Rewrite the lines below as a numbered list, skipping any blank lines and leaving the pictures out.

(Lines taken from a collection)
- - - - -

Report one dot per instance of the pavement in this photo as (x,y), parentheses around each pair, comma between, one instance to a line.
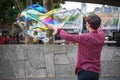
(65,78)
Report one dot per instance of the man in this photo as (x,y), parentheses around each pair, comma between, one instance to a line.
(89,50)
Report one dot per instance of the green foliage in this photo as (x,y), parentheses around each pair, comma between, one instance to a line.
(8,11)
(115,21)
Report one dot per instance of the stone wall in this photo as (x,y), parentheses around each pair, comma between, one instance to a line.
(38,61)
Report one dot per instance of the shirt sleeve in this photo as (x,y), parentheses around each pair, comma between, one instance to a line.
(70,37)
(100,30)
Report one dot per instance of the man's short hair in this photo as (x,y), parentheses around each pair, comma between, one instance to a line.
(94,21)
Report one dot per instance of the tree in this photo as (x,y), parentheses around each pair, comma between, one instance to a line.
(11,8)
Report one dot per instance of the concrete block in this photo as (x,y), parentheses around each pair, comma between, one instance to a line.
(61,59)
(6,70)
(31,72)
(36,56)
(19,68)
(50,68)
(54,48)
(116,55)
(107,53)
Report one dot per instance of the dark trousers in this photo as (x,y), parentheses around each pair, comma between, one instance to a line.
(87,75)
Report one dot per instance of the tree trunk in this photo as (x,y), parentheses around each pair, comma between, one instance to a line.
(28,39)
(48,4)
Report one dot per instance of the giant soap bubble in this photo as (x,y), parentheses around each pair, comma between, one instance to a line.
(34,19)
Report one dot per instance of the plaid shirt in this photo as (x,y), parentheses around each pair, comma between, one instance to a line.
(89,49)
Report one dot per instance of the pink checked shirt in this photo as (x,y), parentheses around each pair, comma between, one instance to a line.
(89,49)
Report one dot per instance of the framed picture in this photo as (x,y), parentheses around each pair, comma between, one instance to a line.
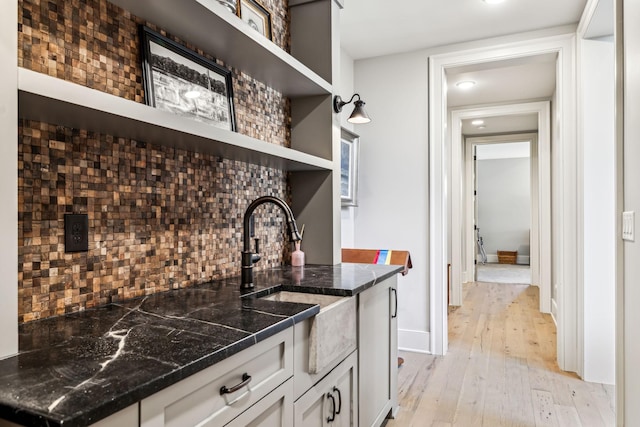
(179,80)
(349,145)
(254,14)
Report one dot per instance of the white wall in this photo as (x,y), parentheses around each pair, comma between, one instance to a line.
(597,92)
(393,188)
(346,89)
(631,202)
(9,178)
(504,205)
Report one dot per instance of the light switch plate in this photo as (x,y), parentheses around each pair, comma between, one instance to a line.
(628,226)
(76,233)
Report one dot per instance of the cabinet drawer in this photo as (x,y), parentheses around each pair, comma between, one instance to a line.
(275,410)
(197,400)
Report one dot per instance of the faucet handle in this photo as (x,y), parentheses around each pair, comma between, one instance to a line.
(255,257)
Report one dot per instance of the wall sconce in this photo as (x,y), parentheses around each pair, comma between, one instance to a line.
(359,116)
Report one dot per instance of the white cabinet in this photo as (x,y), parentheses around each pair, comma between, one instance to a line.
(220,393)
(127,417)
(333,402)
(378,350)
(344,336)
(274,410)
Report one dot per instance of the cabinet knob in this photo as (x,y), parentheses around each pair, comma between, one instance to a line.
(332,418)
(337,390)
(246,379)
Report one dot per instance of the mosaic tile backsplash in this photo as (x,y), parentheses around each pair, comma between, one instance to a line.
(159,218)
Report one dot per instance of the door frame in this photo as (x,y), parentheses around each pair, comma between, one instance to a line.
(461,206)
(469,244)
(564,271)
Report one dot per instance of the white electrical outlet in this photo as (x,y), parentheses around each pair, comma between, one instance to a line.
(628,226)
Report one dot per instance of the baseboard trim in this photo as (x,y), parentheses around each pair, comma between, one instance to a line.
(414,341)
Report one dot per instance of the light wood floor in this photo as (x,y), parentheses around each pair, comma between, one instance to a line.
(500,370)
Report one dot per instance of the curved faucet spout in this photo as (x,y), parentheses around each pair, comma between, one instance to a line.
(249,258)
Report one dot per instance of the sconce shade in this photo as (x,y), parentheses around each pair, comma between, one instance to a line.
(358,116)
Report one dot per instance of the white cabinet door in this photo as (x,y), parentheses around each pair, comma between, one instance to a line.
(274,410)
(333,401)
(377,347)
(198,400)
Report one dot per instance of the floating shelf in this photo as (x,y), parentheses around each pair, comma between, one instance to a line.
(53,100)
(210,26)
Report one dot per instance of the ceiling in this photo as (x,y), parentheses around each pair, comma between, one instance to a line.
(371,28)
(380,27)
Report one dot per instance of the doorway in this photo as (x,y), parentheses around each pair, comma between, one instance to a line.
(463,238)
(502,206)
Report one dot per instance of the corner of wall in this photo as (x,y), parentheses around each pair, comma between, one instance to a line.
(9,180)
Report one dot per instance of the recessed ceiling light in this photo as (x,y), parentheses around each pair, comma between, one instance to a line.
(466,84)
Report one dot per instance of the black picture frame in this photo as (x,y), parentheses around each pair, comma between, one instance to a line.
(256,16)
(181,81)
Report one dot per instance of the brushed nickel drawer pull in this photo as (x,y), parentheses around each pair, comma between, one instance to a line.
(246,379)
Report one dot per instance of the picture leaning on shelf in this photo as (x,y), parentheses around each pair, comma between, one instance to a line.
(179,80)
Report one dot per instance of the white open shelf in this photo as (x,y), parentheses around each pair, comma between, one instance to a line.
(211,27)
(54,100)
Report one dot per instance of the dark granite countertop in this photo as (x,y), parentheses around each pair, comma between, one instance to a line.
(76,369)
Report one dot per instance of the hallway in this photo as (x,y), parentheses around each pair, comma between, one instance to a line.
(500,370)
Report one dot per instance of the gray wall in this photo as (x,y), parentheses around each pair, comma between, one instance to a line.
(504,205)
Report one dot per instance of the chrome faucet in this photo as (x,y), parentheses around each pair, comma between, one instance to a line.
(249,258)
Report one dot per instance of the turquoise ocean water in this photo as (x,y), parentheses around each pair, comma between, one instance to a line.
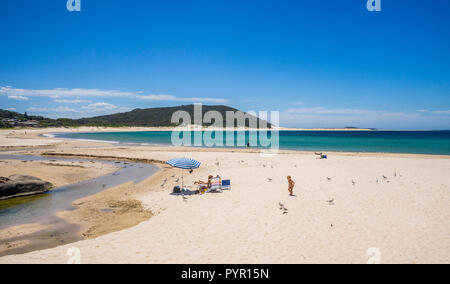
(417,142)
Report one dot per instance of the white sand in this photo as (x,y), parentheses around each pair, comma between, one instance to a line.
(407,218)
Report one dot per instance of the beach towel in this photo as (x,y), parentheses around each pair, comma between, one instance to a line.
(226,184)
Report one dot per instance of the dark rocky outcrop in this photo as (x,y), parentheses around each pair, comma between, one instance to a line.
(19,185)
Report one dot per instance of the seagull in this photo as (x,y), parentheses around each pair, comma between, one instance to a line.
(285,210)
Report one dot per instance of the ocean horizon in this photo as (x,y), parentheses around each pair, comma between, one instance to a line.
(383,141)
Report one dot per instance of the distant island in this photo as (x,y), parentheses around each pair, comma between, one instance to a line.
(150,117)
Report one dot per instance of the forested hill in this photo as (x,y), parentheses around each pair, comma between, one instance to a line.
(151,117)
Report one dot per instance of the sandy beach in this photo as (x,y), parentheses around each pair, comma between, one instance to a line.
(345,206)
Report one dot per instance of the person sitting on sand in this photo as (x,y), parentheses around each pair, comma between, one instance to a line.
(291,185)
(204,185)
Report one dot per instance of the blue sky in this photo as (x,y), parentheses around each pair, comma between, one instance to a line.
(324,63)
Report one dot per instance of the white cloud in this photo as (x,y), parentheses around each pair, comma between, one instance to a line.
(45,110)
(18,98)
(77,101)
(178,99)
(441,112)
(97,106)
(59,93)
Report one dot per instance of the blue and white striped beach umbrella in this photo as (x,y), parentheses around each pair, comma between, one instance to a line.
(184,163)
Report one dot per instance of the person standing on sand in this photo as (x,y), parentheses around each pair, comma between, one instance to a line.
(291,185)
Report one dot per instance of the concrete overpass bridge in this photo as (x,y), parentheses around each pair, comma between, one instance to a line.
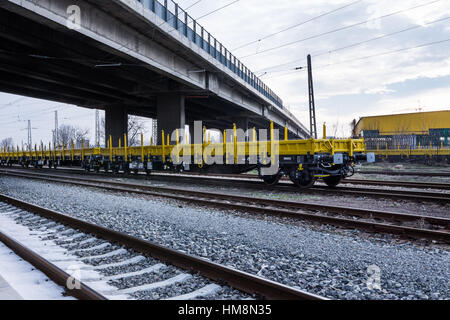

- - - - -

### ANSWER IN FULL
1. Report one dot per instance of the pavement in this photo as (x,y), parentheses around each pair, comma between, one instance to a line.
2. (65,78)
3. Report one dot per instance of the man in this photo as (x,y), parentheses around each pair, comma between, one instance to a line.
4. (89,50)
5. Report one dot per instance of the green foliage in this photo as (x,y), parentheses around each pair, comma between, one instance to a line.
6. (8,11)
7. (115,21)
8. Report one dot per instance of the stone wall in this photo as (x,y), parentheses around each pair, comma between, one instance to a line.
9. (38,61)
10. Report one dot per instance of the shirt sleeve in this photo as (x,y), parentheses around each pair, comma between, one instance to a line.
11. (70,37)
12. (100,30)
13. Report one dot per instance of the man's short hair in this photo as (x,y), parentheses around each pair, comma between, one instance to a line.
14. (94,21)
15. Report one dot per instance of the tree in this photo as (x,y), parentheses around each pair, comma between, one instance to a line.
16. (11,8)
17. Report one dot per instance of the concrete block in this photo as (x,y), parentheses around each pair, comma between, one instance to a line.
18. (61,59)
19. (6,70)
20. (31,72)
21. (36,56)
22. (19,68)
23. (50,68)
24. (54,48)
25. (116,55)
26. (107,53)
27. Report one dot per instance of the dark trousers in this photo as (x,y), parentheses around each pair, comma between, one instance to a line.
28. (87,75)
29. Report one dot per instance of the tree trunk in this photo as (x,y), parentheses around each pair, comma between, one instance to a line.
30. (28,39)
31. (48,4)
32. Report one dot per instance of the giant soap bubble in this photo as (x,y), parentheses around each pair, comma between, one instance to a line.
33. (34,19)
34. Report one dot per instance of the plaid shirt in this photo as (x,y), parentheses around each pair, comma between, one instance to a line.
35. (89,49)
36. Report one dot per instance of the pink checked shirt in this photo as (x,y), parentheses around each pair, comma between, one instance to a line.
37. (89,49)
38. Report one dot per instance of the framed picture in this photo as (x,y), parentheses around each pair, comma between, one instance to a line.
39. (179,80)
40. (349,145)
41. (254,14)
42. Report one dot per instance of the white wall in this photo as (x,y), parentheses around each pair, comma between, one instance to a line.
43. (597,92)
44. (393,188)
45. (346,89)
46. (631,202)
47. (9,178)
48. (504,205)
49. Report one dot per instance of the light switch plate in this photo as (x,y), parentheses around each pair, comma between, one instance to a line.
50. (628,226)
51. (76,233)
52. Report one dot per instance of the cabinet drawer in this photo as (x,y), parentheses around each pair, comma between, one instance to a line.
53. (275,410)
54. (197,400)
55. Report one dot per instance of the faucet handle in this photo as (x,y), parentheses around each pair, comma between, one instance to a line.
56. (255,257)
57. Report one dot per instance of the wall sconce in this photo as (x,y), parentheses around each pair, comma between, one instance to a line.
58. (359,116)
59. Report one dot per instance of the white cabinet in this photo as (x,y), parentheses around each pair, comma between, one instance to a line.
60. (220,393)
61. (127,417)
62. (333,402)
63. (378,350)
64. (344,336)
65. (274,410)
66. Report one dot per instance of the cabinet knob in this photo as (x,y), parentheses around each pair, comma between, one instance to a line.
67. (332,418)
68. (337,390)
69. (246,379)
70. Report one dot per instance of the mosaic tile backsplash in this photo as (x,y), parentheses around each pair, comma between, one instance to a line.
71. (159,218)
72. Report one dot per instance of the door frame in this photo as (x,y), parentheses around each pair, comma between, one instance to a line.
73. (461,206)
74. (469,244)
75. (564,271)
76. Report one dot per instance of the white electrical outlet in this photo as (x,y), parentheses around each pair, comma between, one instance to a line.
77. (628,226)
78. Report one dot per instance of the baseboard trim in this photo as (x,y), parentheses around each pair, comma between, one instance to a line.
79. (414,341)
80. Report one dot per instance of the light wood floor in this photo as (x,y), parentheses around each pair, comma between, one instance to a line.
81. (500,370)
82. Report one dot per instance of the curved faucet spout in this photo as (x,y), parentheses around each pair, comma between, one instance to a line.
83. (249,258)
84. Report one dot per instance of the sconce shade in this photo as (x,y), parentheses around each pair, comma between, one instance to a line.
85. (358,116)
86. Report one dot per instance of the white cabinet door in this photo as (x,y), parentheses around each pair, comma between, one instance to a line.
87. (274,410)
88. (333,401)
89. (377,347)
90. (198,400)
91. Report one dot per instance of the floating shelf in this photo as (x,y), parentheses around each pair, comma between, one instance to a line.
92. (53,100)
93. (210,26)
94. Report one dot per instance of the ceiling in this photo as (x,y), parentheses around each pair, comma between, one instance to a line.
95. (371,28)
96. (380,27)
97. Report one dot per instance of the doorway in this photo as (x,y), parentheses around each pair, comma between, one instance to a line.
98. (463,238)
99. (502,206)
100. Report one dot per instance of the corner of wall in this photo as (x,y), parentheses around each pair, comma between, one instance to a line.
101. (9,180)
102. Report one dot per instance of the recessed ceiling light in this photo as (x,y), parentheses around each pair, comma between, one instance to a line.
103. (466,84)
104. Report one dot per instance of the black picture frame in this photo as (x,y), parentheses around each pair, comma between, one instance to a line.
105. (256,16)
106. (181,81)
107. Report one dot per instance of the brushed nickel drawer pull in this photo as (x,y), parentheses around each pair, comma between, one instance to a line.
108. (246,379)
109. Report one dot per instance of the picture leaning on shelf in this photo as (x,y), parentheses around each pair, comma between, one instance to a line.
110. (179,80)
111. Report one dot per instance of the white open shelf in this photo as (x,y), parentheses around each pair, comma between, one instance to a line.
112. (211,27)
113. (54,100)
114. Report one dot per instance of the dark granite countertop in this photo as (x,y), parentheses around each pair, comma between, one instance to a line.
115. (76,369)
116. Report one dot per instance of the hallway in this photo as (x,y), parentheses around each pair, comma between, one instance to a line.
117. (500,370)
118. Report one dot per instance of the gray wall in this photo as (x,y), parentheses around each pair, comma between, one instance to a line.
119. (504,205)
120. Report one dot per instance of the chrome faucet in this photo as (x,y), parentheses around each pair, comma between, one instance to a line.
121. (249,258)
122. Report one dot per instance of the turquoise ocean water in this photo as (x,y), parentheses around each pair, comma between, one instance to a line.
123. (417,142)
124. Report one dot per instance of the white sand in this photo as (x,y), parentheses around each pair, comma between, one instance to a line.
125. (407,218)
126. Report one dot per instance of the beach towel in this photo as (x,y), parentheses around each pair, comma between, one instance to a line.
127. (226,184)
128. Report one dot per instance of the dark rocky outcrop in this photo as (x,y), parentheses around each pair, comma between, one instance to a line.
129. (19,185)
130. Report one dot per instance of the seagull in this photo as (x,y), parentheses around each pair, comma between, one instance to a line.
131. (285,210)
132. Report one dot per instance of the ocean horizon in this photo as (x,y), parentheses around each pair, comma between, one instance to a line.
133. (383,141)
134. Report one dot per instance of the distant island in this photo as (x,y), parentheses around each pair, comma between, one instance to a line.
135. (150,117)
136. Report one dot per instance of the forested hill in this photo as (x,y), parentheses around each pair, comma between, one instance to a line.
137. (151,117)
138. Report one dot per instance of the sandy beach in this photo as (x,y), parentheses around each pair, comma between, one instance to a line.
139. (345,206)
140. Report one dot per instance of the person sitting on sand in this photo as (x,y), parentheses around each pair, comma between, one instance to a line.
141. (291,185)
142. (204,185)
143. Report one dot per instance of the blue sky in this photo as (x,y), parentheses around each pair, comma between, one instance to a line.
144. (324,63)
145. Report one dot per instance of the white cloud in this photo as (x,y), parentheses around each pair, comma between, one instance to a line.
146. (45,110)
147. (18,98)
148. (77,101)
149. (178,99)
150. (441,112)
151. (97,106)
152. (59,93)
153. Report one dot per instance of the blue and white striped beach umbrella in this photo as (x,y), parentheses around each pair, comma between, one instance to a line.
154. (184,163)
155. Report one dot per instance of the person standing on sand in this photo as (x,y), parentheses around each pair, comma between, one instance to a line.
156. (291,185)
157. Report one dot per instance of the concrete overpass bridge in this photo as (x,y), parentheses around each pair, comma between, one instance to a line.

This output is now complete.